* [SOURCE RECORDS]
[Start of Attachment]

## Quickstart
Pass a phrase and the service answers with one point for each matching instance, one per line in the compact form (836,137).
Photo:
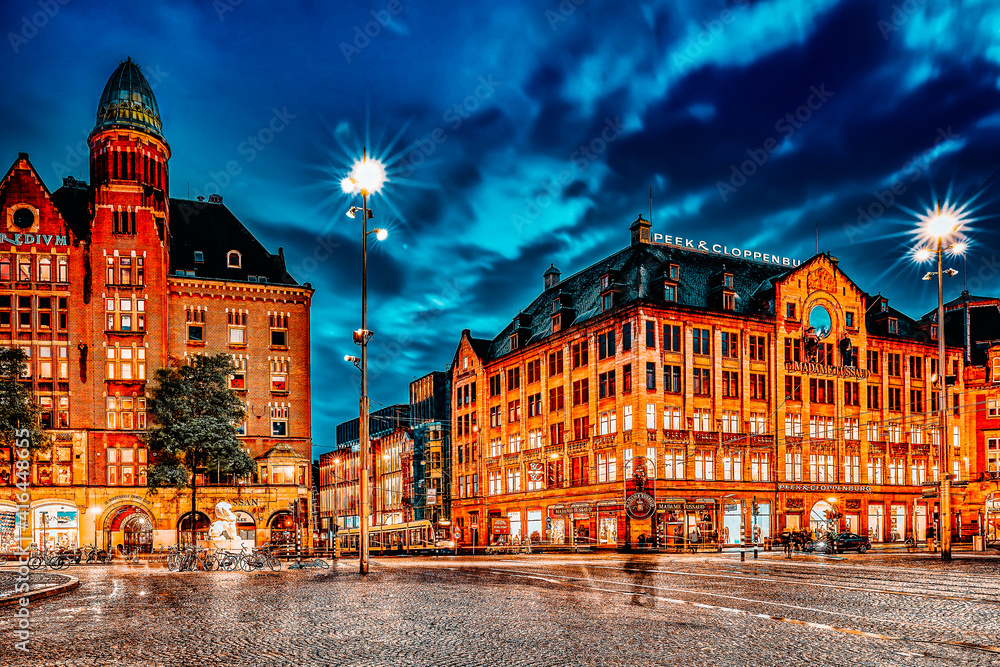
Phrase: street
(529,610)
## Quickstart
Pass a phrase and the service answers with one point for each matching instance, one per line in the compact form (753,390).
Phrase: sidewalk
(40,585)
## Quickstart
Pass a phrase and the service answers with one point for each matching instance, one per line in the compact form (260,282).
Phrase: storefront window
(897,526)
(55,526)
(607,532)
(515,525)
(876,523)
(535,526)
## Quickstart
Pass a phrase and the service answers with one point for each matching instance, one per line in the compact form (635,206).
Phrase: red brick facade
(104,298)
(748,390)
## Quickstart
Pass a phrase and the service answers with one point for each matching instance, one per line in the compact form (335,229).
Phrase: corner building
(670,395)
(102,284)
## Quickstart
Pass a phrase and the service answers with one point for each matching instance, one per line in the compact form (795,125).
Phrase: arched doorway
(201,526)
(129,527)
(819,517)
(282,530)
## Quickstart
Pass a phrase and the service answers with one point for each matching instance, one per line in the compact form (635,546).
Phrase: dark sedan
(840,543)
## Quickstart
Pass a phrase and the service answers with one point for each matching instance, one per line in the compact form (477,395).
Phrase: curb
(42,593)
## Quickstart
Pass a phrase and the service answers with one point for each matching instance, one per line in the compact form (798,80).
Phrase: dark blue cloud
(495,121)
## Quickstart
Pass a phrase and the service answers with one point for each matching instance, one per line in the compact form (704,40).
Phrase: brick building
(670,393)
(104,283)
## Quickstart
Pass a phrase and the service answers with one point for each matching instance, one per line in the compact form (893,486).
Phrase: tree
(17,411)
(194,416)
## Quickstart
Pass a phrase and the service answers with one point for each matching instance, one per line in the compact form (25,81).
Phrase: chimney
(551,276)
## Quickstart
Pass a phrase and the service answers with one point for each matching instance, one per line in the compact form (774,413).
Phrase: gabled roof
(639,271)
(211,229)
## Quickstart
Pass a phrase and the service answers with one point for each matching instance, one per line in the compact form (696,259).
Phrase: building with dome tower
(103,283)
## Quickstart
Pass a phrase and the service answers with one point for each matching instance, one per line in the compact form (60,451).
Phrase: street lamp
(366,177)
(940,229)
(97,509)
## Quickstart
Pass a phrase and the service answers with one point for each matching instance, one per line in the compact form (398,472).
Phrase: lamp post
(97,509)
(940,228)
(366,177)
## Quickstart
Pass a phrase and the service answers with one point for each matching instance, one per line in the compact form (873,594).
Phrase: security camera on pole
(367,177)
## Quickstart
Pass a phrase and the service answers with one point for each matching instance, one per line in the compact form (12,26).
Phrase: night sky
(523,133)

[End of Attachment]

* [TASK REQUIREMENTS]
Whatever pictures the entries contain, omit them, and write the rest out exactly.

* [YOUR RESPONSE]
## Quickstart
Pass a phrase and the service answers with one point for each matching instance, one per line in the compact form (836,137).
Photo:
Phrase: street
(529,610)
## Quickstart
Pass a phrase and the service answers with one point for each matching instance, one per line in the compact form (753,390).
Phrase: sidewalk
(40,585)
## Quickstart
Pass a phrase and the service answers with one point for each matching instance, one per line in the compact form (260,282).
Phrase: storefront window
(897,526)
(55,526)
(607,532)
(515,525)
(876,523)
(535,526)
## Quickstart
Pass a phrase and the service answers with one point for each matching instance, one per line in the compact form (635,206).
Phrase: red brick facade
(104,298)
(748,390)
## Quickstart
Pass a phrase and the service answers with one point for each matching instance, one per line in the compact form (335,229).
Phrase: corner building
(670,395)
(102,284)
## Quickstart
Pass a phrase and the service answers with one point for each matching instance, one per line in the compact form (795,125).
Phrase: arched doorway
(201,526)
(129,527)
(819,517)
(282,530)
## Quickstart
Pass a phrase and the service answers with one point for each matching instance, one per line in the compact form (635,546).
Phrase: dark sedan
(840,543)
## Quickstart
Pass a phrase and the service answers with one point for each matching instance, one per line in the compact form (477,395).
Phrase: curb
(42,593)
## Quickstart
Pass a phrase and the service answers with one point for each matching instance, one per line in the compact form (798,80).
Phrase: dark blue cloud
(495,121)
## Quickstart
Pass a phrase and the service answers with one point for each matching instance, one per line in the compact form (704,40).
Phrase: brick building
(670,393)
(104,283)
## Quickstart
Pass a phrase and the service answers with one point for each matching instance, one per line in the compact form (893,486).
Phrase: tree
(17,411)
(194,416)
## Quickstart
Pass a phrase and the service answers with one point for each matching instance, one per line in the compact form (25,81).
Phrase: chimney
(551,276)
## Quickstart
Pass a phrase and the service answers with one point for each matching instance, one per line in the compact form (774,413).
Phrase: gabled roof
(639,271)
(211,229)
## Quickstart
Pass a phrase and the service answers with one point for each matching instance, one per line in the compact form (696,259).
Phrase: building with dome tower
(103,283)
## Quickstart
Pass a phrase and the service answers with one point for each matching instance, one per line in the compact form (60,451).
Phrase: street lamp
(366,177)
(940,229)
(97,509)
## Quickstart
Pass a phrase and the service answers with one point for each matching instance, one per line in the compact form (398,472).
Phrase: lamp post
(97,509)
(940,228)
(366,177)
## Quickstart
Pass a phrase and the service answers with one point for each matching instance, one per line in the compact form (873,594).
Phrase: security camera on pole
(367,177)
## Quickstart
Pass a phrase and the service answers with one point for each matching instance, one per line in the compact form (12,26).
Phrase: night sky
(523,133)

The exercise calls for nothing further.